### What you will do
Repeat the material from the line with "Get green grass." to the line with "73;131;581;308", including both of those lines. Leave the pictures out of your answer.

---- Stored data

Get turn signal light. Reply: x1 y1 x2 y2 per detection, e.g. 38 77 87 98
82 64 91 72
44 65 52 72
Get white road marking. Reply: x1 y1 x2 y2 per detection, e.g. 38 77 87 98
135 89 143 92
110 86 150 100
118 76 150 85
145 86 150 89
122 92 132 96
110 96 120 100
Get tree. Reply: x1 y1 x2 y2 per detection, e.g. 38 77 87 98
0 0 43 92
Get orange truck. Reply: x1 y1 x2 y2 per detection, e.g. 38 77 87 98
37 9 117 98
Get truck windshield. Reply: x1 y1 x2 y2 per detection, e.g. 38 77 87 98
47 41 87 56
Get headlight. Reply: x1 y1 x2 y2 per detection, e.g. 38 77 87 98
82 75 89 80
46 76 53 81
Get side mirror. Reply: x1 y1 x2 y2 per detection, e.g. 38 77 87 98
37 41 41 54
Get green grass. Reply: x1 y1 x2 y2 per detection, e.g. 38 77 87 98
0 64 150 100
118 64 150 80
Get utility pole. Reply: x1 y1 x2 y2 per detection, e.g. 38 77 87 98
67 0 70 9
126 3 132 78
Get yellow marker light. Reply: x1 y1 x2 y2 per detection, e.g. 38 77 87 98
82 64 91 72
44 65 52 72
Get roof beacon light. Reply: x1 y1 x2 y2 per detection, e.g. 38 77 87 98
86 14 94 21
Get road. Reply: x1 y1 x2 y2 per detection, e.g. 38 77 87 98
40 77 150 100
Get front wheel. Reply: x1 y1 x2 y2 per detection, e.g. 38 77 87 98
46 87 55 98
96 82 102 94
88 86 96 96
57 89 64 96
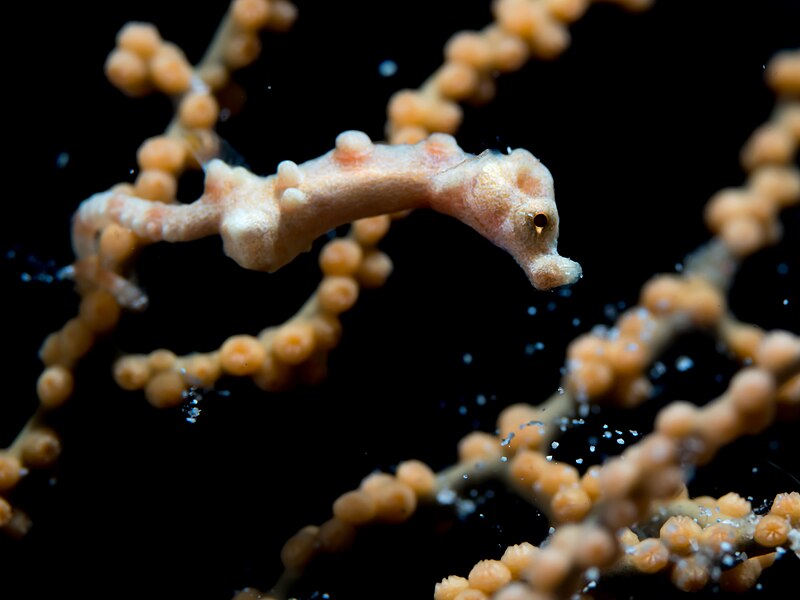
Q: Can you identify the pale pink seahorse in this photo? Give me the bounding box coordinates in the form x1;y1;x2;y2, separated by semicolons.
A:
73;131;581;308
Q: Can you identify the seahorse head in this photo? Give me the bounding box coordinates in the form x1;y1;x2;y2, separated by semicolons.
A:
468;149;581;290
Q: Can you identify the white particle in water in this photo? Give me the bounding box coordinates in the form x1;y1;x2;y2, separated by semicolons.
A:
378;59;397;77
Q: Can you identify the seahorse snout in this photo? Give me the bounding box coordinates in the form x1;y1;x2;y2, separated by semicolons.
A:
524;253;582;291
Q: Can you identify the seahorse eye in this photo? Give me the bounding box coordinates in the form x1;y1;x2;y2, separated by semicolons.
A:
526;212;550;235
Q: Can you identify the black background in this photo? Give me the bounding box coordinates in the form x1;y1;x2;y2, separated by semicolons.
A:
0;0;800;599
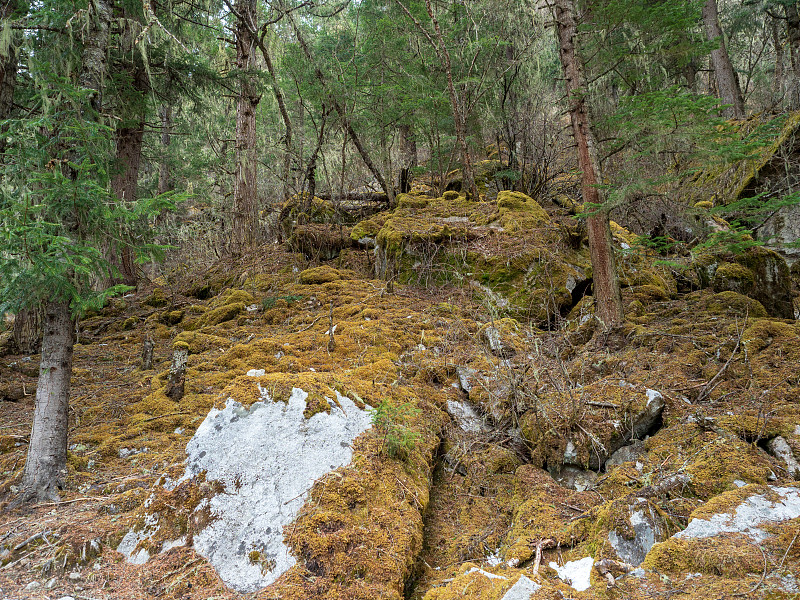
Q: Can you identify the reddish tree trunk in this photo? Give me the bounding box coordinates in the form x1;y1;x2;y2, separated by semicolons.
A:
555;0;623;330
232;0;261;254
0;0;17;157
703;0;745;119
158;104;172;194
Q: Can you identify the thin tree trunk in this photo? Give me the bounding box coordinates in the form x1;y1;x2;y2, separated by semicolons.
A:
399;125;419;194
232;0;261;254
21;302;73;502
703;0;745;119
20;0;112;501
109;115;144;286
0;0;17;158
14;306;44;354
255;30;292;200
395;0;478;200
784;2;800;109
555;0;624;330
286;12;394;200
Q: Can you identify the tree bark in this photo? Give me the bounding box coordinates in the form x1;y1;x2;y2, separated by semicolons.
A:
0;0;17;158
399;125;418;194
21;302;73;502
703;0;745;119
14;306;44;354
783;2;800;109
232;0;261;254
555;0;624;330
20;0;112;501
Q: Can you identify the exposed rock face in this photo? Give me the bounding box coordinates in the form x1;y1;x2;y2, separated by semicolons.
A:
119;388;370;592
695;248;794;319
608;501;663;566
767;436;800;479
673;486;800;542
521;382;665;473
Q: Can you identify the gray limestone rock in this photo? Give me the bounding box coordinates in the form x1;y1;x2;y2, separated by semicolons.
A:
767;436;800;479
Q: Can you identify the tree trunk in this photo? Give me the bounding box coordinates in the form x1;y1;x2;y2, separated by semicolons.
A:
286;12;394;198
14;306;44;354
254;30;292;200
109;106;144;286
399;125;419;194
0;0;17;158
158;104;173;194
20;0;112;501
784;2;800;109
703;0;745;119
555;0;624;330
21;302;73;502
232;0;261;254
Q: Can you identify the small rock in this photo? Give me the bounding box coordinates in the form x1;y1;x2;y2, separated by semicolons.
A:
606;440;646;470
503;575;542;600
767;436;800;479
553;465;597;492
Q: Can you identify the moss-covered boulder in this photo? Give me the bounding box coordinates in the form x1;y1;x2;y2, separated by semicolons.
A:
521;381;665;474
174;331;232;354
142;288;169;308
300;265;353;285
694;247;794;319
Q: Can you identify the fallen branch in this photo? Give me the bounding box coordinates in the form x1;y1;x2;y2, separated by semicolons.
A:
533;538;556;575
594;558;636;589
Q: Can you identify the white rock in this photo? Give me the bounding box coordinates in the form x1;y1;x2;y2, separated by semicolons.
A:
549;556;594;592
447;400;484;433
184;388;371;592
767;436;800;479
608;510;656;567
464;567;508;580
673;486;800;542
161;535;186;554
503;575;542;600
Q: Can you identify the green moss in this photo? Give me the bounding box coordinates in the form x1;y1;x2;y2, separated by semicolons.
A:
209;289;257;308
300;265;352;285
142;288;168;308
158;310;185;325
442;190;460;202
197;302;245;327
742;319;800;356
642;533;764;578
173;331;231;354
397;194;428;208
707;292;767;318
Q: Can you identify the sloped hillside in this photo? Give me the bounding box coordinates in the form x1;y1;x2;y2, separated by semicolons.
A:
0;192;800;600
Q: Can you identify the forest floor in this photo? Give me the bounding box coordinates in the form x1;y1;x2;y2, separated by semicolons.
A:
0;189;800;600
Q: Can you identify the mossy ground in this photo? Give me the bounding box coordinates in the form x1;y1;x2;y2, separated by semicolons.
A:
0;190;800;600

--------
---- Stored data

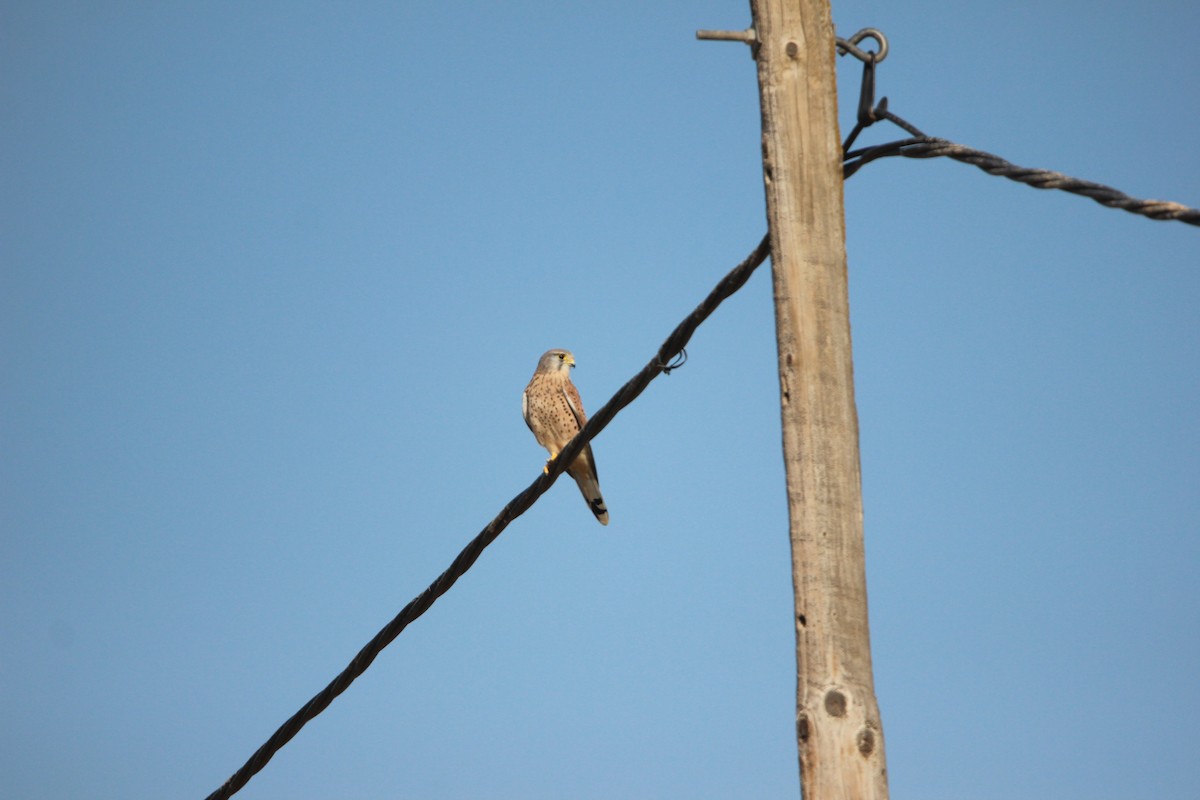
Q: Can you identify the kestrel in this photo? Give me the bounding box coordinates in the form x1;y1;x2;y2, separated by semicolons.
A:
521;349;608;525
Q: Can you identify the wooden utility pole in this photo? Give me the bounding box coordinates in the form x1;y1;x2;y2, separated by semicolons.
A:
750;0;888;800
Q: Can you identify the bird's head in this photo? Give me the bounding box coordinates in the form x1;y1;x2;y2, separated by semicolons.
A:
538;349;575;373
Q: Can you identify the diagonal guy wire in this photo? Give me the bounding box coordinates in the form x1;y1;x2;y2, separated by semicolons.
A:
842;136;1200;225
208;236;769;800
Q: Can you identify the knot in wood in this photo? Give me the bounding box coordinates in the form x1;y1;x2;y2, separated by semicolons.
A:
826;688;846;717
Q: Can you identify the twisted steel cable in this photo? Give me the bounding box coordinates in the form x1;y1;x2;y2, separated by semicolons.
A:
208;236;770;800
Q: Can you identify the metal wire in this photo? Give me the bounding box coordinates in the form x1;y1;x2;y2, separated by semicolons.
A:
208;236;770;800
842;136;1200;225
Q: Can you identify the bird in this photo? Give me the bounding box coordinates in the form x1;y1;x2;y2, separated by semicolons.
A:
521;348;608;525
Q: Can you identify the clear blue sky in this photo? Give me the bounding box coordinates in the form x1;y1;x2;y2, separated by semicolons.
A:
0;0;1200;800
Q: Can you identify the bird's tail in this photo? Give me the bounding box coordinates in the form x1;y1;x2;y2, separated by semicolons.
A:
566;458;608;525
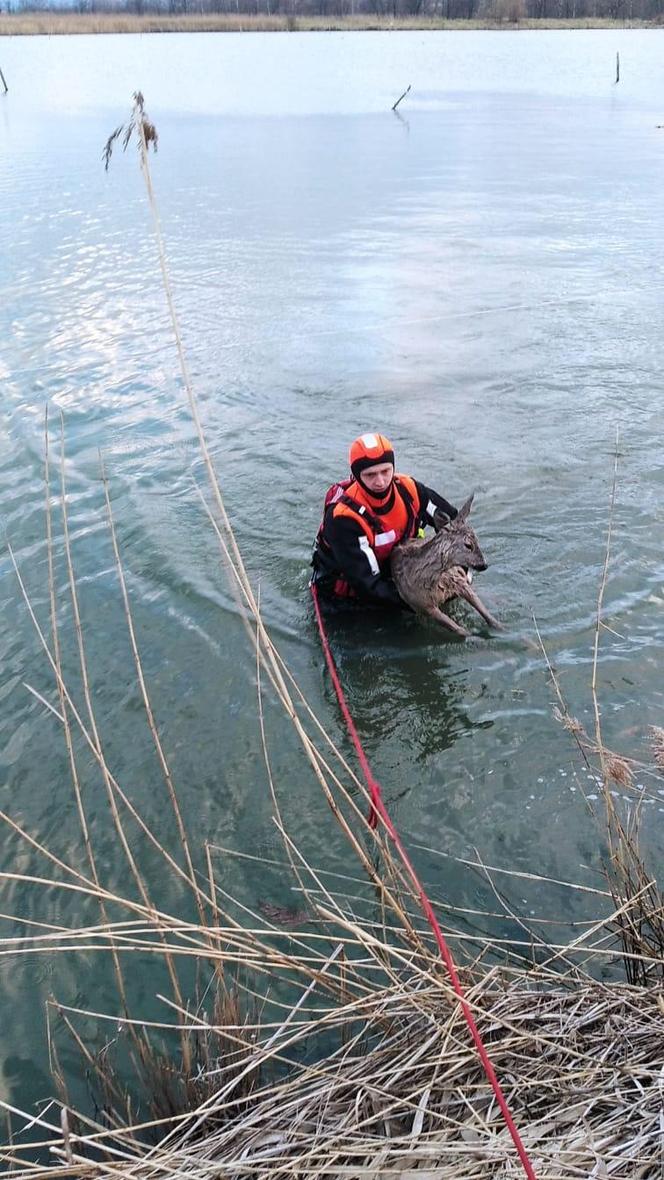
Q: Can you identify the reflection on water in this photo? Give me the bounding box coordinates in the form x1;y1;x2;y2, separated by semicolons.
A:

--------
---- Stored data

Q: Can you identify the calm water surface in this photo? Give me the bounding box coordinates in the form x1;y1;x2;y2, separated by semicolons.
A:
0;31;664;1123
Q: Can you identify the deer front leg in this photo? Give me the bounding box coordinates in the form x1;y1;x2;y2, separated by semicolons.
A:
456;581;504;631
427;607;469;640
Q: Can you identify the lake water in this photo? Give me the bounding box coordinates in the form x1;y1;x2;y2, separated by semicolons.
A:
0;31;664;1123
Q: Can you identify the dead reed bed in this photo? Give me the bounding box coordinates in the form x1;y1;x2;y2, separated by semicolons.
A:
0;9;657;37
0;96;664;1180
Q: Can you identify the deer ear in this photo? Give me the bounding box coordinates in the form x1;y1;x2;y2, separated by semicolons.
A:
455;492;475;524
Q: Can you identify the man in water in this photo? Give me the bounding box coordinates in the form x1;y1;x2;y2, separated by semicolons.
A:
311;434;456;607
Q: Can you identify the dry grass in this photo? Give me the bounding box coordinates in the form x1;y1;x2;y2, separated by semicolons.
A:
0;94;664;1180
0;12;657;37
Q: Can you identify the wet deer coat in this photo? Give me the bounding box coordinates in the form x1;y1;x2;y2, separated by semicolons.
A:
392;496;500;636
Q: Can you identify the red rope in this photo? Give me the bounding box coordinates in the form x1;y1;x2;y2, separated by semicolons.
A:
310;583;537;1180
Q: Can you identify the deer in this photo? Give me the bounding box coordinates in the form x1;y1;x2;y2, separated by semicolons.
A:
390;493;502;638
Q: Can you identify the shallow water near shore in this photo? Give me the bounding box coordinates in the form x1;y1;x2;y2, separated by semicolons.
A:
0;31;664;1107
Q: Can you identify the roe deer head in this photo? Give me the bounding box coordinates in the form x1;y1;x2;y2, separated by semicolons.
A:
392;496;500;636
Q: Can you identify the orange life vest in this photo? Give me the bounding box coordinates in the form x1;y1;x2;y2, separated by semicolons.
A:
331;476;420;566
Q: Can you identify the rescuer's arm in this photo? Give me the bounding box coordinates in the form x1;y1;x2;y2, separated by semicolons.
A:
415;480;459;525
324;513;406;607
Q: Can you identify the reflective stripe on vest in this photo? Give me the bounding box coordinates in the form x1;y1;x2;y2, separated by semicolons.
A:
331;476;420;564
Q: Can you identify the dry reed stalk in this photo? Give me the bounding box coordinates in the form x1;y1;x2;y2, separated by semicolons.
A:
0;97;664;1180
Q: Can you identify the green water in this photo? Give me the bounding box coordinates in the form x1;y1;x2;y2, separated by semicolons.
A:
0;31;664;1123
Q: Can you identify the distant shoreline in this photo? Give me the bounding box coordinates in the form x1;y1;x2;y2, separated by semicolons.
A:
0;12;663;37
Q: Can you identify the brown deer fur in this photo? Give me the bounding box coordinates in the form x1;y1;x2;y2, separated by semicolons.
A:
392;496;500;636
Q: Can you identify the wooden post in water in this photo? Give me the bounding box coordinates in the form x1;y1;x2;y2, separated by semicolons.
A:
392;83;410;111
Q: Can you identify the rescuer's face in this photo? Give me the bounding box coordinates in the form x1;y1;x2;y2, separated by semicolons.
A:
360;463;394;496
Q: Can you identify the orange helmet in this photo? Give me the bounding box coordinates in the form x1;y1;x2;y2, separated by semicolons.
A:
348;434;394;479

--------

### Task response
Get green grass. Reply: x1 y1 x2 y2 per detection, e.g. 38 77 87 98
0 64 150 100
118 64 150 80
Get utility pole. Reply: x1 y1 x2 y2 per detection, e.g. 38 77 87 98
67 0 70 9
126 3 132 78
Get yellow marker light. Reply: x1 y1 x2 y2 per detection, e.g. 38 77 87 98
82 64 91 72
44 65 52 72
Get roof beacon light. Reply: x1 y1 x2 y2 per detection, e.g. 38 77 87 98
86 14 94 21
Get road. Reply: x1 y1 x2 y2 per detection, e.g. 38 77 87 98
40 77 150 100
Get front wheel. Reply: x1 y1 x2 y2 per detection, e.g. 38 77 87 98
46 87 55 98
96 82 102 94
88 86 96 96
57 89 64 96
Q: Can you identify the pale pink seahorse in this photo? Give me the bounding box coordinates in the form x1;y1;x2;y2, separated by semicolons.
A:
73;131;581;308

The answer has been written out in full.